* [Aim of the task] Word for word, repeat the lines of the records from the one containing "Indicate the gray" through the last line, both included.

(Data entries)
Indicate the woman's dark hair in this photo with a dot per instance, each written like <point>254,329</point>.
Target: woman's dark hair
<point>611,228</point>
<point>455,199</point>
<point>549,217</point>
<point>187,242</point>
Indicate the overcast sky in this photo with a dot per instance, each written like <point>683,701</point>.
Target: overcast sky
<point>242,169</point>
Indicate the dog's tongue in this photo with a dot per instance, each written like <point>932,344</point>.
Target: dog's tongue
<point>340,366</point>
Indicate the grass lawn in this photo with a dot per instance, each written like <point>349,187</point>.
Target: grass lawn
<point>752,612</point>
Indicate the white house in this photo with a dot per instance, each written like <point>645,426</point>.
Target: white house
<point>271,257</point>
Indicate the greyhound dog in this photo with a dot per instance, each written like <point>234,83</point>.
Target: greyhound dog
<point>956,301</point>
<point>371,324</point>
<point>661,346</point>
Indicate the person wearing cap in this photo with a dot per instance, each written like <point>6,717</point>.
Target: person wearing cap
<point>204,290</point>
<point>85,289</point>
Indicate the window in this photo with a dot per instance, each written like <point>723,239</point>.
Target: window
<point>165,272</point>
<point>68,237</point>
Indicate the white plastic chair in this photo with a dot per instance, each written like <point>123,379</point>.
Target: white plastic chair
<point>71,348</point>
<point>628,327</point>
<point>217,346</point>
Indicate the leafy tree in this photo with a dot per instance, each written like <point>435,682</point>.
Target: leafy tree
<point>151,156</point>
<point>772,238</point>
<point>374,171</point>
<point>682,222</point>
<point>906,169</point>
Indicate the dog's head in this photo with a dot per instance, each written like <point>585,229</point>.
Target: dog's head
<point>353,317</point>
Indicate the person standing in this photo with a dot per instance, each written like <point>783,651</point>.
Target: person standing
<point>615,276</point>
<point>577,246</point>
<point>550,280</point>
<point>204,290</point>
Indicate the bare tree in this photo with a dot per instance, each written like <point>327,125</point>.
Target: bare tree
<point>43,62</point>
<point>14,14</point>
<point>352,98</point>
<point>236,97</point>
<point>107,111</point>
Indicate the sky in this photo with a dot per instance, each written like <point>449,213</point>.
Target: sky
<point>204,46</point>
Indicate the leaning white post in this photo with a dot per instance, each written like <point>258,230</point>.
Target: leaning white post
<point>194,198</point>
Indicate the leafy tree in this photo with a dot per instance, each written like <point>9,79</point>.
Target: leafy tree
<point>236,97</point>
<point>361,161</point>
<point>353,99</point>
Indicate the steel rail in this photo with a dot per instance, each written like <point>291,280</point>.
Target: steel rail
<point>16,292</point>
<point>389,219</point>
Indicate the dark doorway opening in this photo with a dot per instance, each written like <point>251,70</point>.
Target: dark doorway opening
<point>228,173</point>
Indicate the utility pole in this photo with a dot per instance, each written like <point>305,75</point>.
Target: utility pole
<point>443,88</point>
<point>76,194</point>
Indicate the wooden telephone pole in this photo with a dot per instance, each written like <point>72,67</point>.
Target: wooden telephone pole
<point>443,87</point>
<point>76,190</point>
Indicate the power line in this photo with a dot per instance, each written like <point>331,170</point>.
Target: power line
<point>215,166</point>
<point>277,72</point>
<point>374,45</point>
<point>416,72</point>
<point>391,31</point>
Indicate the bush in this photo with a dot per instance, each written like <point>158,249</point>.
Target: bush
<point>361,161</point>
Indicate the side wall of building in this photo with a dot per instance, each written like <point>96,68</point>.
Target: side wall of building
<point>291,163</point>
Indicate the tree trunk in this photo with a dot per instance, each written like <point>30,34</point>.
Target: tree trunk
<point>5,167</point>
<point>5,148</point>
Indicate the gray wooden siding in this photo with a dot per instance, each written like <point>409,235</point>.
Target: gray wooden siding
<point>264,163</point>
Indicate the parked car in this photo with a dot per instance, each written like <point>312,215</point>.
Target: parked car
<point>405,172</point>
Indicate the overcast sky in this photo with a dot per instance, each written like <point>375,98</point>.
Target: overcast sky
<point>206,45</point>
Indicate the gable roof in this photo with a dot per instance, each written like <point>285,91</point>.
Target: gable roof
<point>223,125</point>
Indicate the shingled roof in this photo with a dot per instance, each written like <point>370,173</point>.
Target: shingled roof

* [Output for this exercise]
Indicate the gray wooden siding in this photo with a dot per instance, each written like <point>409,235</point>.
Target: gray wooden siding
<point>264,163</point>
Indicate the parked car in this photo with a dot per instance, each written like <point>312,215</point>.
Target: parked car
<point>405,172</point>
Indicate the overcast sky in this photo with a dot per instance, each written like <point>375,98</point>.
Target: overcast sky
<point>206,45</point>
Indicate the gable roof in this photo with a dot per instance, each written like <point>285,91</point>.
Target: gable roof
<point>223,125</point>
Indicate the shingled roof in this photo with a dot per instance, each written like <point>370,173</point>.
Target: shingled roof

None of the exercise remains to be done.